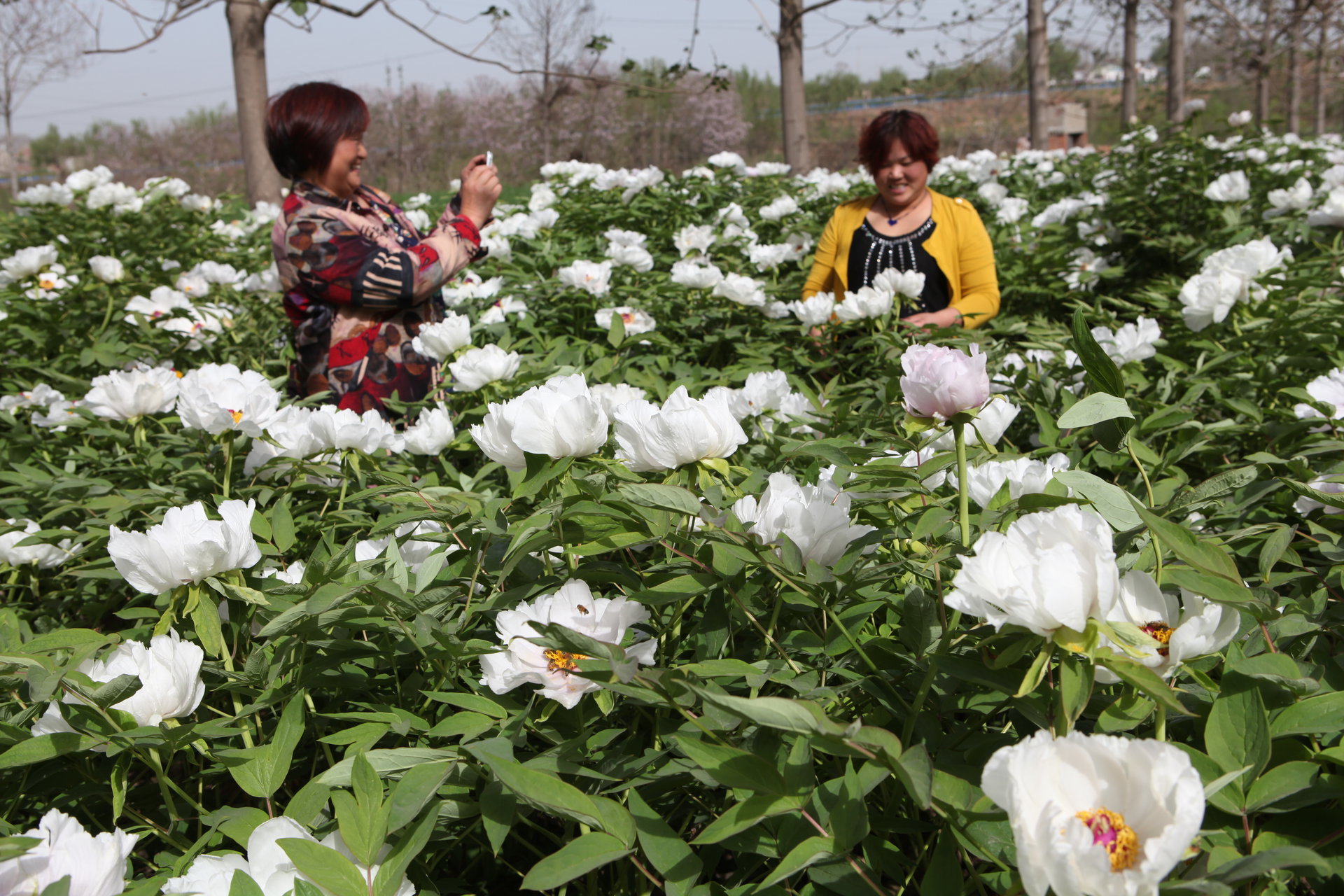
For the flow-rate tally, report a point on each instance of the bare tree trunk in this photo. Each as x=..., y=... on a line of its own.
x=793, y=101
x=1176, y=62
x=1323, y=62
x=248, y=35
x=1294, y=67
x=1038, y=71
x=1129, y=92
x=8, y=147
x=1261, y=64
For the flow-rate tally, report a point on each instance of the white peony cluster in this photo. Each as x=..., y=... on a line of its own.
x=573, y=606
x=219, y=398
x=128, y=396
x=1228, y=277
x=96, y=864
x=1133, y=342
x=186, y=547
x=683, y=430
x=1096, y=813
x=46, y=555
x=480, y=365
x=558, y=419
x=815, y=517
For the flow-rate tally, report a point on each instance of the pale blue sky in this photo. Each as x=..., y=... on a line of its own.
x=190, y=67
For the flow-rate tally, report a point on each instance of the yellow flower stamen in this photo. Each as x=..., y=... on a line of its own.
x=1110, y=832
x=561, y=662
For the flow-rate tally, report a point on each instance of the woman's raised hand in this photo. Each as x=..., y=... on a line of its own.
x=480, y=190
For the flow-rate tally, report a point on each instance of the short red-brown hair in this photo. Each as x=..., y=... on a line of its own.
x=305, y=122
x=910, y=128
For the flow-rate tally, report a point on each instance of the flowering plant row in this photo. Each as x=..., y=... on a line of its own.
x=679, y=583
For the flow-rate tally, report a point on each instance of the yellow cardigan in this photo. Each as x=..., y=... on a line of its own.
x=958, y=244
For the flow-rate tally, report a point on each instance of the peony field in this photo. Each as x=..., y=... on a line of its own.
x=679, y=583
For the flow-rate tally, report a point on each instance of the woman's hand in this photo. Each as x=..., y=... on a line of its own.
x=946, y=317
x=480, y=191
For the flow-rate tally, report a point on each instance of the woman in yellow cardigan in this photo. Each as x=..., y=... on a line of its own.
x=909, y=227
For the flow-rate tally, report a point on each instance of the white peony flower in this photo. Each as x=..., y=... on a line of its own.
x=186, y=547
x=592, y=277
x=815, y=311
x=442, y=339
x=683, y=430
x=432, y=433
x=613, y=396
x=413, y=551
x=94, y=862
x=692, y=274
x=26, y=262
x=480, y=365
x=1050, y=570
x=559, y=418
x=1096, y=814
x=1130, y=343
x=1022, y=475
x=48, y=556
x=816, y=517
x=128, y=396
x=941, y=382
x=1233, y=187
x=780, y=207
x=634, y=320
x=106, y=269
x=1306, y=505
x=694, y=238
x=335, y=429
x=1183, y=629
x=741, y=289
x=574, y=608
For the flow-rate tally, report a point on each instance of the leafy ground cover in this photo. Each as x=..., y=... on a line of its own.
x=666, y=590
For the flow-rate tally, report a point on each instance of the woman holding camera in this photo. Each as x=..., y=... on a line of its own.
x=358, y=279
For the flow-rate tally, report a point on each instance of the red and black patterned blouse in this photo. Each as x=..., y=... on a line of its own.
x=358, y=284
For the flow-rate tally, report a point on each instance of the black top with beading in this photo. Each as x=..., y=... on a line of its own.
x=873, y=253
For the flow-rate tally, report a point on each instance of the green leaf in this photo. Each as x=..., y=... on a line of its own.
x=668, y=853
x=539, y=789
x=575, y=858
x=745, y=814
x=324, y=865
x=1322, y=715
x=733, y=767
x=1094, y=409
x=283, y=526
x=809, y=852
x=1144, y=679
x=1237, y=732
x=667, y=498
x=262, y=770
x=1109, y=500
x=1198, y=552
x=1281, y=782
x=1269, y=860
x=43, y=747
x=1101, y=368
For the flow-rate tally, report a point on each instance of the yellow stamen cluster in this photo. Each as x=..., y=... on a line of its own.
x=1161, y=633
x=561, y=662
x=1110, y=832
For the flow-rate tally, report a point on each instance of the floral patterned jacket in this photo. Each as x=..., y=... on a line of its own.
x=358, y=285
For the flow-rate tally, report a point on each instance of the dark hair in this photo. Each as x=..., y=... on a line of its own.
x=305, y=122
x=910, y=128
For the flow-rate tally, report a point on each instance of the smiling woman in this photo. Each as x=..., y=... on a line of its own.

• • •

Reproduce, exactly and with both ends included, every line from the one that contains "the yellow stamen" to the end of the listing above.

# RESPONSE BOX:
For the flow-rate tally, report a point on each instance of the yellow stamen cluster in this photo. Each as x=..., y=... on a line of its own.
x=1161, y=633
x=561, y=662
x=1110, y=832
For the flow-rate tally, report a point on each instance of the floral patterned jacket in this photo. Each as x=..., y=... on a line of its own.
x=358, y=285
For the flow-rate tally, report a point on each instance of the dark hair in this photo. Each as x=..., y=... on a line of its own.
x=305, y=122
x=910, y=128
For the flow-rate tally, report a point on each instance of the smiling woman in this photo. Each as x=..., y=... on a line of its own.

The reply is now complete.